» **Problems to solve**:
1. In the blog excerpt, in what year does the writer believe the "Should List" was written?
2. Write a continuation of the blog excerpt, starting after its final sentence.
+++ Excerpt to read +++
The Story that is My Life

My life as it has been and as it continues to unfold is a story. One story made up of many stories. One complex, yet simple story. One sometimes messy, but so beautiful story. One story that I wonder if it might be interesting to be told.

This blog is my attempt to put part, or parts, of that story into words, pictures, or whatever form my mind can wrap itself around or create from within myself to express what it is like to be the one inside Cindy's Story. This is an exploration on my part and on yours in reading, and seeing, and maybe even hearing. It is not necessarily chronological. It might not always make sense, but it is my expression. It is me.

You are invited to see how my story unfolds.....

Wednesday, April 11, 2012

The Should List

This is the "Should List" that I wrote down on a sheet of notebook paper in the very midst of my depression (in 2004 I believe).  I was trying to go by this list in my life as a Christian in order to live well, but it was really killing me.
+++ Extracted material +++
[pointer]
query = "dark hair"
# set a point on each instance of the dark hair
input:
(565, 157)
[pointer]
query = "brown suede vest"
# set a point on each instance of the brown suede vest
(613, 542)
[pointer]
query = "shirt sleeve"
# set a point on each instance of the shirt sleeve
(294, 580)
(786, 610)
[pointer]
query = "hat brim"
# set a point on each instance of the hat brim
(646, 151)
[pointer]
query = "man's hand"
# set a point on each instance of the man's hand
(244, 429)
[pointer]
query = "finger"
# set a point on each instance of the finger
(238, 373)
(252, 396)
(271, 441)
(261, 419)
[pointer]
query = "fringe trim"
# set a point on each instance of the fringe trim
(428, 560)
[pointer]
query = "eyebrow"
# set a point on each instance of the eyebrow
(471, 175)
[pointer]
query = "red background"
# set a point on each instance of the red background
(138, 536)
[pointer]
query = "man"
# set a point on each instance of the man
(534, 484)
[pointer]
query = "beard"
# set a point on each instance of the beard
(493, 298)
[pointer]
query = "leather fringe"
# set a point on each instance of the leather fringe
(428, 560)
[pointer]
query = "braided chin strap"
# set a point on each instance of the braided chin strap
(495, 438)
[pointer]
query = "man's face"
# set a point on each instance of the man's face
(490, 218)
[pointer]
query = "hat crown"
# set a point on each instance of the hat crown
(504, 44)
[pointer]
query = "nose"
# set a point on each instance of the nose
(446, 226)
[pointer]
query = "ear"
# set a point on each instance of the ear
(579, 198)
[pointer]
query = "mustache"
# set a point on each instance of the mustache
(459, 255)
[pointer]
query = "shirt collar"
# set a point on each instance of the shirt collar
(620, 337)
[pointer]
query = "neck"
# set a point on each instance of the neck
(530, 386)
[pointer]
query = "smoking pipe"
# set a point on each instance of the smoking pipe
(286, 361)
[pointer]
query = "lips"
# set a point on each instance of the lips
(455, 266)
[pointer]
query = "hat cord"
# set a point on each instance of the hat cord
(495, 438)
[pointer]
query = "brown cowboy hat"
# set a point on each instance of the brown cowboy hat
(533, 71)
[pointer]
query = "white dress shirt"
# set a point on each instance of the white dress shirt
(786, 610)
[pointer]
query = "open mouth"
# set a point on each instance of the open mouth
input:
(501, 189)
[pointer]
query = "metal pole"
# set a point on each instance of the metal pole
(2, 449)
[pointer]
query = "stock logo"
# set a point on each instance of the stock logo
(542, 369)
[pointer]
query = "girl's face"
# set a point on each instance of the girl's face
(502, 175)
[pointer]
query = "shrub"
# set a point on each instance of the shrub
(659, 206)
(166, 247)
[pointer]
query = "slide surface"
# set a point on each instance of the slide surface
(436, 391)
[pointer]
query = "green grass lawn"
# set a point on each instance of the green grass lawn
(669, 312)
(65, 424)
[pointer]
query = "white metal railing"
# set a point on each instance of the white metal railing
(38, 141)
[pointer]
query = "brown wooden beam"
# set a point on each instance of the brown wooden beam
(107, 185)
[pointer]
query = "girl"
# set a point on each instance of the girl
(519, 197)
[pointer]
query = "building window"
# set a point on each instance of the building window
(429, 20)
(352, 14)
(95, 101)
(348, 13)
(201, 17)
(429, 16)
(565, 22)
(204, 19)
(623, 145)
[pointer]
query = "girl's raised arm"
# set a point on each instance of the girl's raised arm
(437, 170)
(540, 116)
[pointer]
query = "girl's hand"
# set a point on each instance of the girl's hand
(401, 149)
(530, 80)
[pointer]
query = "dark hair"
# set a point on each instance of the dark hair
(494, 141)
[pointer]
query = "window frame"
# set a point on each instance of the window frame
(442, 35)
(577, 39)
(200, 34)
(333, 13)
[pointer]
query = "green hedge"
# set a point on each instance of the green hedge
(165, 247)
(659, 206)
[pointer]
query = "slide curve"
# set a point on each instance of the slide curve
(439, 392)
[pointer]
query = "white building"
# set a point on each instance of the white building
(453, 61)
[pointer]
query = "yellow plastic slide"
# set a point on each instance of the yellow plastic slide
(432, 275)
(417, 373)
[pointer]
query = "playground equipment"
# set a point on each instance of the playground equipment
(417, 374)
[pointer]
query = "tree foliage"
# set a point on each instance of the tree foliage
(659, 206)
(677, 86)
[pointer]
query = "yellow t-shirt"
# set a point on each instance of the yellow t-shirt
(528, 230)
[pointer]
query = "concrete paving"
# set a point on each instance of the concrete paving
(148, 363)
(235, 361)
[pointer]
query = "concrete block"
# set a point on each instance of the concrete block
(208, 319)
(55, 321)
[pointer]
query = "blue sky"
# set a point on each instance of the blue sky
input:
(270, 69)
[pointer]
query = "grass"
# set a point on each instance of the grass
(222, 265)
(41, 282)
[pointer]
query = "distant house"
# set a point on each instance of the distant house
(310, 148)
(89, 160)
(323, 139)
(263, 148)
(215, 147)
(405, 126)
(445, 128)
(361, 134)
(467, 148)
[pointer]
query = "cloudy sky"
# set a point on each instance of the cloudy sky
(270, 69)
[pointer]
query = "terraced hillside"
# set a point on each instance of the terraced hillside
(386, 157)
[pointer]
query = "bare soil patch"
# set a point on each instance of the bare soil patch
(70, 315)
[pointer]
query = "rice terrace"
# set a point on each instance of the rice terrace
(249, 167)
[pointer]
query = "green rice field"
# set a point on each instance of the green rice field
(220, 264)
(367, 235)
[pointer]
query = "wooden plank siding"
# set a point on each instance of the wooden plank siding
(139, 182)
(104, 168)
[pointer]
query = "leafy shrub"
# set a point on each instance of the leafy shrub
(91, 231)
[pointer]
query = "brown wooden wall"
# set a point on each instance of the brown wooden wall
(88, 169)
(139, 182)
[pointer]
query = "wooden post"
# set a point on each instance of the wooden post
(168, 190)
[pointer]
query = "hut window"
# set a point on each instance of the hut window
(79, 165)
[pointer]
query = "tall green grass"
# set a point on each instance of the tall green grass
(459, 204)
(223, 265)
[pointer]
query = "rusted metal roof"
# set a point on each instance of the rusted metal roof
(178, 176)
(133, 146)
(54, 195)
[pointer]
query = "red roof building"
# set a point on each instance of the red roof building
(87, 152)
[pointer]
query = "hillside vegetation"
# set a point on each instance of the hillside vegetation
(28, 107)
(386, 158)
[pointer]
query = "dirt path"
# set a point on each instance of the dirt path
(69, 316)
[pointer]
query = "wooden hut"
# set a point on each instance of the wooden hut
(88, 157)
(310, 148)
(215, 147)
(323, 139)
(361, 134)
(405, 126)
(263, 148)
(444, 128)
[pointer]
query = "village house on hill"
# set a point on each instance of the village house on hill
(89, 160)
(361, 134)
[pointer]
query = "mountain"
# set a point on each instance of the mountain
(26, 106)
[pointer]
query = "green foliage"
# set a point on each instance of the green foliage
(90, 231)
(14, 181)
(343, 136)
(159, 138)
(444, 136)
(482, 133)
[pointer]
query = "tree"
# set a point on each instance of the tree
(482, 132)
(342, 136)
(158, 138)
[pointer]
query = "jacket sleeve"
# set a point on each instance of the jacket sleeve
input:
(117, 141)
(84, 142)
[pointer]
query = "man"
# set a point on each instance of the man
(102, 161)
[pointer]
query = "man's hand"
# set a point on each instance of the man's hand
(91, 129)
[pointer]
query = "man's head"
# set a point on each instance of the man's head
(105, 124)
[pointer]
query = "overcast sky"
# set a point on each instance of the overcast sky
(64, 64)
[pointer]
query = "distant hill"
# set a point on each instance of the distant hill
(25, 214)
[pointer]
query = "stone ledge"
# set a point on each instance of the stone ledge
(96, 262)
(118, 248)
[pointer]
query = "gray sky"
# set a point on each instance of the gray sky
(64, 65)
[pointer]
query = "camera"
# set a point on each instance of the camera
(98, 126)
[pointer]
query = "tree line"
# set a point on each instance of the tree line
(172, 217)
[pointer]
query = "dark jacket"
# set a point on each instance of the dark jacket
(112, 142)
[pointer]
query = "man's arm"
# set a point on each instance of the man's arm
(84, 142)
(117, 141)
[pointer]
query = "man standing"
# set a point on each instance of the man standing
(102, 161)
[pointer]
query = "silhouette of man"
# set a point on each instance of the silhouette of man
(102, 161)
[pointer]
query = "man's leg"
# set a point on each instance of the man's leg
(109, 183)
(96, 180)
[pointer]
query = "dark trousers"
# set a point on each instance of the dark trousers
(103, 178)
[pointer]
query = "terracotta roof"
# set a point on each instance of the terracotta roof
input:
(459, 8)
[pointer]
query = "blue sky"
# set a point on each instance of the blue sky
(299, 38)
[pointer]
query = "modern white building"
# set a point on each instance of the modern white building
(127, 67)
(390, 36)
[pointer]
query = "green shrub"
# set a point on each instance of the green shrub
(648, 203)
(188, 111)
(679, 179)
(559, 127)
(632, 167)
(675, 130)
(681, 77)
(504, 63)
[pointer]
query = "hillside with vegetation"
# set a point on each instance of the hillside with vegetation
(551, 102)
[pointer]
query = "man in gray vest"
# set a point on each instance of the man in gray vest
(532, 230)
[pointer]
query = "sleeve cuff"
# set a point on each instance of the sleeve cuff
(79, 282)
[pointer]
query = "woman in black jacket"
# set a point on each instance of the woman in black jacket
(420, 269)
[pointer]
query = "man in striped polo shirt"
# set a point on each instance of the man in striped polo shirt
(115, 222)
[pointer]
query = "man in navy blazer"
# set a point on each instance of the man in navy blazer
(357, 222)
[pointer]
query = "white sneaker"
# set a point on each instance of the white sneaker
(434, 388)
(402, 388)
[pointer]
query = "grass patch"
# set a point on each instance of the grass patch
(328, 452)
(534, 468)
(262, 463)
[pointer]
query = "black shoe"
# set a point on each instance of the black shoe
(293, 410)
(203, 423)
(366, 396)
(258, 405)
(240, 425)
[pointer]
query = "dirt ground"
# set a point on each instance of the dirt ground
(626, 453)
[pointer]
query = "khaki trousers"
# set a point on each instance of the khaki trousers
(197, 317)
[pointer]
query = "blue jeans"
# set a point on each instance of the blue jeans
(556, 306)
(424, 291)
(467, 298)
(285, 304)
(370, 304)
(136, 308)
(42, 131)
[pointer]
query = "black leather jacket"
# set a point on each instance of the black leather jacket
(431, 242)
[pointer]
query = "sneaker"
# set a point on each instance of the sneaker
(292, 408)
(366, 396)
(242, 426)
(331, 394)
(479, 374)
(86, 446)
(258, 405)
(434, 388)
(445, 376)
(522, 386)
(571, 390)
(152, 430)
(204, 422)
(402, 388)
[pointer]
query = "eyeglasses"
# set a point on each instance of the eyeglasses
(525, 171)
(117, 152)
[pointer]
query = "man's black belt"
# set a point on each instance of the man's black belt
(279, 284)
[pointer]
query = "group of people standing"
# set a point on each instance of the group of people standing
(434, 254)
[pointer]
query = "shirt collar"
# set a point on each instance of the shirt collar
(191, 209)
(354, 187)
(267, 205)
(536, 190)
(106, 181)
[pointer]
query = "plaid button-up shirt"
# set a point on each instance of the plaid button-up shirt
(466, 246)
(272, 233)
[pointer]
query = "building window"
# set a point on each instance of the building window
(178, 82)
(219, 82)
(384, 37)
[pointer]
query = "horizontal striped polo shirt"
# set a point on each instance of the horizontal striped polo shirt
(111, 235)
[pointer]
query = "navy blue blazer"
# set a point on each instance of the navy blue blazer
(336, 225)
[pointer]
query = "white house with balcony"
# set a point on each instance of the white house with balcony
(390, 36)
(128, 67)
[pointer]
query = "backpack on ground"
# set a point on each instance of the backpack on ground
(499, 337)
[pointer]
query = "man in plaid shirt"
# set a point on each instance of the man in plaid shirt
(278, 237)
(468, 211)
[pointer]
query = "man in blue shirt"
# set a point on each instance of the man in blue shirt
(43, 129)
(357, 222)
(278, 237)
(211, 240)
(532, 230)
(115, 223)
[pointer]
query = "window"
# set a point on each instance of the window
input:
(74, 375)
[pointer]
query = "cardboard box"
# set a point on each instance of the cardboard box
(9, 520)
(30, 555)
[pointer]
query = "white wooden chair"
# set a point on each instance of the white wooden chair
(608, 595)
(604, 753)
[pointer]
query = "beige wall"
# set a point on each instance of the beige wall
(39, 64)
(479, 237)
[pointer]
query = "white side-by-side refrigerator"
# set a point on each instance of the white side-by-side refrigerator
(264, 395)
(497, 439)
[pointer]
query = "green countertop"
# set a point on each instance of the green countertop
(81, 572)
+++
» **Written responses**:
1. 2004

2.
The Should List
I should:
  • be a better Christian
  • read my Bible every day
  • pray every day
  • feel a connection with God
  • have joy in worship
  • not question God
  • not doubt God
  • go to church every week
  • be a missionary
  • live every moment to the best of my ability
  • be making a difference for eternity
  • be happy always
  • be thankful always
  • be a leader
  • trust God through all circumstances
  • talk openly about what God is doing in my life
  • always be trying to be more like Christ
  • be helping people
  • be doing something important
  • be strong on my own
  • get excited when others do missions
  • be involved in a Bible study
  • have Christian friends
  • apply the Bible to my life
  • not be jealous of other people
  • not judge other people
  • eat healthy food
  • exercise almost every day
  • have close relationships with my family and friends
  • be in a relationship
  • do everything perfectly
  • want to live 
  • not want to die

I believed that I should be doing all these things in order to be a "good Christian."  Somehow I thought that this would make God happier with me and that I would be happier myself and more at peace if I could do all of these things perfectly.  The problem was that I knew that I couldn't do all the "shoulds".  Even if other people looked at me and thought that I was doing a good job, I knew in my heart that I wasn't doing them (and don't tell, but I didn't even always want to do them).  Therefore, I knew that I was a "bad Christian."  I was a fake.  I was a failure to myself and to God.  I could not be happy.  I could not feel peace as a Christian, even though I "should."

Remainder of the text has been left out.